What the task requires
Word for word, reproduce all of the entries shown below.

Data for analysis Block Start

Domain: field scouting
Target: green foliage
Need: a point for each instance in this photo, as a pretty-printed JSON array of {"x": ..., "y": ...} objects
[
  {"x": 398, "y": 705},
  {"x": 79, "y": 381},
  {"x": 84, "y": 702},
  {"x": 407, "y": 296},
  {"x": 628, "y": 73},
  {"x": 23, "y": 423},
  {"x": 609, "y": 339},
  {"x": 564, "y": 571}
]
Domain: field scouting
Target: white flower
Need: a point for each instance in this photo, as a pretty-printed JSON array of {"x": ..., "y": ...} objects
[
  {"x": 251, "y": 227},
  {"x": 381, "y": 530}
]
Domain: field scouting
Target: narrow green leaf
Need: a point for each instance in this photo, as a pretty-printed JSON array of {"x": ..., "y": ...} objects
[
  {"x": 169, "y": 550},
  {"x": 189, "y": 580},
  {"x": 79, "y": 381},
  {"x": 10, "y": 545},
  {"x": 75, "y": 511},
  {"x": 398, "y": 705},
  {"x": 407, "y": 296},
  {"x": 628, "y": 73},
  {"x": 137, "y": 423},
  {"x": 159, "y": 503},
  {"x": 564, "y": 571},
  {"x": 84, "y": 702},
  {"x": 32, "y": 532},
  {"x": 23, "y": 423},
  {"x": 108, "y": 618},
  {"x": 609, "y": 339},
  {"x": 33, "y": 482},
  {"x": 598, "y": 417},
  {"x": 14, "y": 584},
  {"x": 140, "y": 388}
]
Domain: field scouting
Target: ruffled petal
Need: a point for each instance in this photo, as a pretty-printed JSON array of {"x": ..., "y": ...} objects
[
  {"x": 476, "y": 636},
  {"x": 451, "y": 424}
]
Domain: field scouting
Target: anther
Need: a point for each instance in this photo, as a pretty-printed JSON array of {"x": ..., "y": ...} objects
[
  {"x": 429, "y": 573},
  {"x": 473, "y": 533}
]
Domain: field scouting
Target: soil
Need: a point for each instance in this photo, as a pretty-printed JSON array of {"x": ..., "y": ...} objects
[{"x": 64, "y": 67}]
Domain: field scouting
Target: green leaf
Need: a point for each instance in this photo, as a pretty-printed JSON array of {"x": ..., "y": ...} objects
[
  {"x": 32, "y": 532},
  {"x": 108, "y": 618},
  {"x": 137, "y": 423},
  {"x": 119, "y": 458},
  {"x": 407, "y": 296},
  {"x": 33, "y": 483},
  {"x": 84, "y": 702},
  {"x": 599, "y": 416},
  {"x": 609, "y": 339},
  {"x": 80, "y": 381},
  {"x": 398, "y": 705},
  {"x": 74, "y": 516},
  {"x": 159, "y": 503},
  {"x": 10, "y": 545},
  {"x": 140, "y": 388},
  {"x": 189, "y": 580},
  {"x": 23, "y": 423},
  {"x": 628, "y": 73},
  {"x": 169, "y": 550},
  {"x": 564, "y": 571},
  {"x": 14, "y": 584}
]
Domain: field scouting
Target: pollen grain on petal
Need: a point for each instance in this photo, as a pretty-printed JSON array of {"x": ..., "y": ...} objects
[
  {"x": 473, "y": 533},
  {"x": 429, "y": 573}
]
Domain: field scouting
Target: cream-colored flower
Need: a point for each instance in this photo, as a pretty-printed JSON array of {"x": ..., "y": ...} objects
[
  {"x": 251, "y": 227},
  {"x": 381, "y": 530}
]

Data for analysis Block End

Solution for this problem
Domain: field scouting
Target: green foliage
Need: a point for each instance in this photo, as a pretty-printed JSON array of {"x": ..., "y": ...} objects
[
  {"x": 398, "y": 705},
  {"x": 79, "y": 381},
  {"x": 84, "y": 702},
  {"x": 407, "y": 296},
  {"x": 628, "y": 73},
  {"x": 23, "y": 423},
  {"x": 609, "y": 339},
  {"x": 564, "y": 571}
]
Domain: field scouting
Target: white flower
Need: a point for each instance in this photo, as a pretty-printed JSON array of {"x": ..., "y": ...} objects
[
  {"x": 251, "y": 227},
  {"x": 381, "y": 530}
]
Domain: field scouting
Target: narrow green leaf
Need: a point for each instance in this photo, as a pretty-printed JSON array of {"x": ..., "y": ...} objects
[
  {"x": 169, "y": 550},
  {"x": 189, "y": 580},
  {"x": 79, "y": 381},
  {"x": 10, "y": 545},
  {"x": 75, "y": 511},
  {"x": 398, "y": 705},
  {"x": 407, "y": 296},
  {"x": 628, "y": 73},
  {"x": 137, "y": 423},
  {"x": 159, "y": 503},
  {"x": 564, "y": 571},
  {"x": 84, "y": 702},
  {"x": 32, "y": 532},
  {"x": 23, "y": 423},
  {"x": 108, "y": 618},
  {"x": 609, "y": 339},
  {"x": 33, "y": 482},
  {"x": 598, "y": 417},
  {"x": 14, "y": 584},
  {"x": 140, "y": 388}
]
Domain: field scouting
Target: ruffled petal
Need: a point for each instance in this photo, as a pretty-printed JSON array of {"x": ..., "y": ...} objects
[
  {"x": 476, "y": 636},
  {"x": 451, "y": 424}
]
Domain: field scouting
Target: anther
Need: a point for each instance in this photo, as a pretty-printed JSON array of {"x": ..., "y": ...} objects
[
  {"x": 429, "y": 573},
  {"x": 473, "y": 533}
]
Domain: field scouting
Target: soil
Need: a point for each instance in this photo, as a pretty-printed JSON array of {"x": ..., "y": ...} objects
[{"x": 64, "y": 67}]
Domain: field scouting
Target: green leaf
Need: a point for each instance in this photo, as a pretty-printed JSON array of {"x": ..., "y": ...} objects
[
  {"x": 32, "y": 532},
  {"x": 108, "y": 618},
  {"x": 137, "y": 423},
  {"x": 119, "y": 458},
  {"x": 407, "y": 296},
  {"x": 33, "y": 483},
  {"x": 84, "y": 702},
  {"x": 599, "y": 416},
  {"x": 609, "y": 339},
  {"x": 80, "y": 381},
  {"x": 398, "y": 705},
  {"x": 74, "y": 516},
  {"x": 159, "y": 503},
  {"x": 10, "y": 545},
  {"x": 140, "y": 388},
  {"x": 189, "y": 580},
  {"x": 23, "y": 423},
  {"x": 628, "y": 73},
  {"x": 169, "y": 550},
  {"x": 564, "y": 571},
  {"x": 14, "y": 584}
]
Domain: field scouting
Target: pollen grain on petal
Need: a point for each instance in this photo, as a pretty-printed JSON array of {"x": ..., "y": ...} objects
[
  {"x": 473, "y": 533},
  {"x": 429, "y": 573}
]
Domain: field scouting
Target: cream-colored flower
Need: a point for each instance in this photo, as a pretty-printed JSON array of {"x": ..., "y": ...} objects
[
  {"x": 251, "y": 227},
  {"x": 381, "y": 530}
]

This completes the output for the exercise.